→ Verilen metin:
= = =
En Sıcak Konular

DERSİM'DE SOYKIRIM OLMADI BAŞKALDIRI BASTIRILDI

25 Kasım 2009 17:29 tsi
DERSİM'DE SOYKIRIM OLMADI BAŞKALDIRI BASTIRILDI 21 Mart 1937 gecesi başlayan ayaklanma tam bir buçuk yıl sürdü. İsmet İnönü'nün başbakanlığında başladı; Celal Bayar'ın başbakanlığında bitti.

Harekat başlıyor

Mayıs'ta başlayan hava harekâtının sorumluluğu Atatürk'ün manevi kızı, ilk kadın pilot Sabiha Gökçen'e verilmişti. İngiliz Büyükelçisi'nin raporunda Gökçen'den şöyle söz ediliyordu: "Sabiha Gökçen'in asilerin bir kalesini başarıyla bombalaması, İstanbul basınında heyecan yarattı"
= = =
→ Sağlanan veriler:
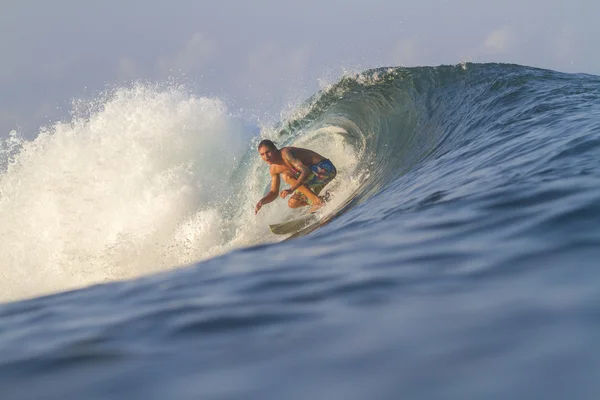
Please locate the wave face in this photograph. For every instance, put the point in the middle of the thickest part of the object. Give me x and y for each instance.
(461, 248)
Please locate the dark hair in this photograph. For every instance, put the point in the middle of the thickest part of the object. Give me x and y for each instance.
(267, 143)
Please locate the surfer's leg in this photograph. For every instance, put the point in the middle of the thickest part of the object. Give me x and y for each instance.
(309, 196)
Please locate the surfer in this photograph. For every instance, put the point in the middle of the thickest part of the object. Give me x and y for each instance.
(306, 171)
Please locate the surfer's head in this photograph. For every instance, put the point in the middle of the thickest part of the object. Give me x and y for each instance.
(267, 150)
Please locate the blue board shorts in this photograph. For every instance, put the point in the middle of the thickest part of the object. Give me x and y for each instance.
(322, 173)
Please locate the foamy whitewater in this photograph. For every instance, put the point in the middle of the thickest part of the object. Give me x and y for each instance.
(457, 259)
(140, 180)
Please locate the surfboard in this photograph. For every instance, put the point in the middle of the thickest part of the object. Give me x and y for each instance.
(293, 225)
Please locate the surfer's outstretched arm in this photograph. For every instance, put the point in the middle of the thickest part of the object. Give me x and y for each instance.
(272, 195)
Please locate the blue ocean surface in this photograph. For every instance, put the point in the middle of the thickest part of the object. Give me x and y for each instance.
(458, 257)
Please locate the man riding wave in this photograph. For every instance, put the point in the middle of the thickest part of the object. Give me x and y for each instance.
(306, 171)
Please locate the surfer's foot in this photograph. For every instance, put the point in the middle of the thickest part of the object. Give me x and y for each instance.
(318, 205)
= = =
→ Görev listesi:
a - Dersim yazısına göre 21 Mart 1937 gecesi başlayan ayaklanma ne kadar sürdü?
b - Dersim yazısındaki "25 Kasım 2009" ifadesinden başlayıp "Bayar'ın başbakanlığında bitti." ifadesi de dahil olmak üzere o kısmı, "ayaklanma" yerine "isyan" koyarak düzenler misiniz?
Satırlar başka bir kaynaktan alınmıştır.

→ Doğru cevaplar:
a - Tam bir buçuk yıl sürdü.

b -
25 Kasım 2009 17:29 tsi
DERSİM'DE SOYKIRIM OLMADI BAŞKALDIRI BASTIRILDI 21 Mart 1937 gecesi başlayan isyan tam bir buçuk yıl sürdü. İsmet İnönü'nün başbakanlığında başladı; Celal Bayar'ın başbakanlığında bitti.